▶ **Directions**: Please say how many lines of the entries below contain the word "tower", and leave out everything else.

▶ **Record excerpts**:
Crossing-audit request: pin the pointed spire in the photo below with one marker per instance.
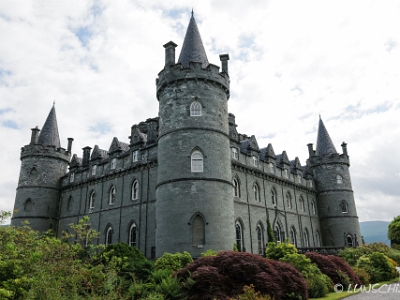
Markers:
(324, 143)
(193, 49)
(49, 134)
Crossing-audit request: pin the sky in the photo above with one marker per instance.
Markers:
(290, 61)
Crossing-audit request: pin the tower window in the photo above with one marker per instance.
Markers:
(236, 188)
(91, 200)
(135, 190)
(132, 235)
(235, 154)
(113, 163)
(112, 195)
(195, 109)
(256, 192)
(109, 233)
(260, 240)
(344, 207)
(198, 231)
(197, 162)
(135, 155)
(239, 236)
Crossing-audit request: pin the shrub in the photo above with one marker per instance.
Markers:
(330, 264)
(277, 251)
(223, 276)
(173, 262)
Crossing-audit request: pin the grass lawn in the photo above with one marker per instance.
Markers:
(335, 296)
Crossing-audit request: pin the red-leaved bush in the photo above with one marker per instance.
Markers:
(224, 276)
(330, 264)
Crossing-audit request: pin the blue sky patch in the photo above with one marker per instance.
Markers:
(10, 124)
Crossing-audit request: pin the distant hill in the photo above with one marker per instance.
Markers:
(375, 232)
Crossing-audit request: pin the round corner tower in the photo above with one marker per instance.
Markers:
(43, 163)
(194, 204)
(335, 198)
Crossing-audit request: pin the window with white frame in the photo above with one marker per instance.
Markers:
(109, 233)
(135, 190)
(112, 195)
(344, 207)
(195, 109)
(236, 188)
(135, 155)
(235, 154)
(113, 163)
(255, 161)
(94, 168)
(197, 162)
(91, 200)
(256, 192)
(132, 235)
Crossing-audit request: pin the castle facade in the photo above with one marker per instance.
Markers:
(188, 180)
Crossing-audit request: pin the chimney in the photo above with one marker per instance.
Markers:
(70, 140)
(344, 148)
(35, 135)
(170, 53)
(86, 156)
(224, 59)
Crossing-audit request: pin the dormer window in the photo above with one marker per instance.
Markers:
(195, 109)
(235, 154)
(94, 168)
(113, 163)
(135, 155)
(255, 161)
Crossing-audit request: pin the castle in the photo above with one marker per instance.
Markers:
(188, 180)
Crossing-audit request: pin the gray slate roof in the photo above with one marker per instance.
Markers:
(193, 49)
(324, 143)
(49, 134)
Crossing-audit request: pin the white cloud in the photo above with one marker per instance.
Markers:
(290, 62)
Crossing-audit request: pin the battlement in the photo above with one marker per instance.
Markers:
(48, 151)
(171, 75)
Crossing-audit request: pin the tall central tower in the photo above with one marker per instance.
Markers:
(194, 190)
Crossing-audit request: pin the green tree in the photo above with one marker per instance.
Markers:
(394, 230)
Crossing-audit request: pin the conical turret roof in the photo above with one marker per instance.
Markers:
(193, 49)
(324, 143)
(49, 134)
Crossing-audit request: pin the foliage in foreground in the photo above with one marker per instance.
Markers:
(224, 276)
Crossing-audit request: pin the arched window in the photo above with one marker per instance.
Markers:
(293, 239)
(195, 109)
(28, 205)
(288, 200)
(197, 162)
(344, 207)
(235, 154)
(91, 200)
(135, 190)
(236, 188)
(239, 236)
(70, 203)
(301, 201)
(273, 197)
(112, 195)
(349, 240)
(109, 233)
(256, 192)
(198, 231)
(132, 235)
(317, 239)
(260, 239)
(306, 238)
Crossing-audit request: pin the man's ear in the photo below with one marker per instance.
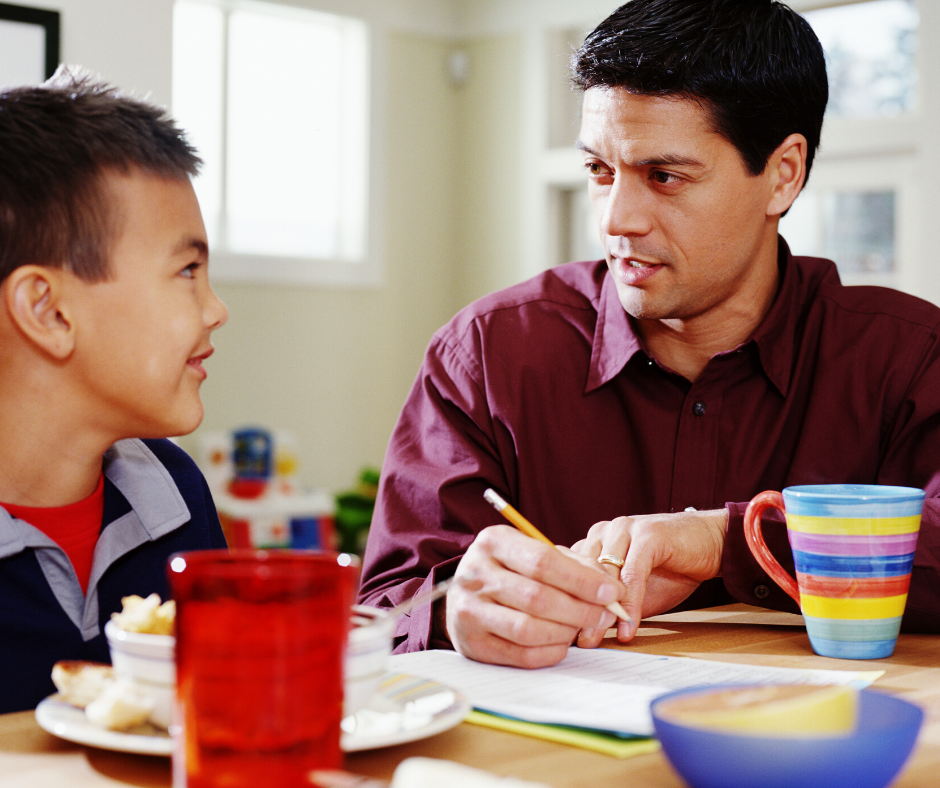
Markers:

---

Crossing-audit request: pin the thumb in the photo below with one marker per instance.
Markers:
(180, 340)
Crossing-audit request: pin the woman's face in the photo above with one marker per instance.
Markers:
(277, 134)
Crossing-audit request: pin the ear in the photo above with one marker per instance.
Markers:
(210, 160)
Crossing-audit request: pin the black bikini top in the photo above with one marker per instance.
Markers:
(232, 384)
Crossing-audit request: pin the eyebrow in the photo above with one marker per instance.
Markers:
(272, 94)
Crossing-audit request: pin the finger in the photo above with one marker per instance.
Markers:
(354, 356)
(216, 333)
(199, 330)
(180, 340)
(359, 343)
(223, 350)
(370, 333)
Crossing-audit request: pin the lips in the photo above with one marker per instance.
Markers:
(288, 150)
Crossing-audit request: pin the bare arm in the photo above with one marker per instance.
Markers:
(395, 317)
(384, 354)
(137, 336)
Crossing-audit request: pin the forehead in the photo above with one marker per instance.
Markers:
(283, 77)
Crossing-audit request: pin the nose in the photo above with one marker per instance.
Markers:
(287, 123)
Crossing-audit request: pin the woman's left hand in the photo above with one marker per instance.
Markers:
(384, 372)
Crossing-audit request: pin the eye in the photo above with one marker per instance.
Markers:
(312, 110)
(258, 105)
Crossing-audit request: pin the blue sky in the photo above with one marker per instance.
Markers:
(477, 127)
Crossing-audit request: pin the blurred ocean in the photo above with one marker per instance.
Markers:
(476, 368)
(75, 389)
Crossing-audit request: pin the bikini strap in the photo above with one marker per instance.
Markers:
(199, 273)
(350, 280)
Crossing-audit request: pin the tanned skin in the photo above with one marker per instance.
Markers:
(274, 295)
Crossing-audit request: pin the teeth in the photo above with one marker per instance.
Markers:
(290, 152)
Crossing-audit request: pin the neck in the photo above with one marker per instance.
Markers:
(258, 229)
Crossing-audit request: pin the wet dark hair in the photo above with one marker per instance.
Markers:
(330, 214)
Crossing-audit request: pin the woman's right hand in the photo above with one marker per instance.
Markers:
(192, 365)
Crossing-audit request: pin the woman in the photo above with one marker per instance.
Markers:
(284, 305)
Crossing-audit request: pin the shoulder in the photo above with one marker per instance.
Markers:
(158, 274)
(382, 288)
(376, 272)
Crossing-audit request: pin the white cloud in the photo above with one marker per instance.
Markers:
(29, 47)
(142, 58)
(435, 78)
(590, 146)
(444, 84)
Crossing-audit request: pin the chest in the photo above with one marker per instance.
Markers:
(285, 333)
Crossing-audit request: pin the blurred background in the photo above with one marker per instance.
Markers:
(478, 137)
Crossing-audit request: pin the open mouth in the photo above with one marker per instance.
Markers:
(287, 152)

...

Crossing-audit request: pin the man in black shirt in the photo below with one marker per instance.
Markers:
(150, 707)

▶ **Reply to the exercise**: 3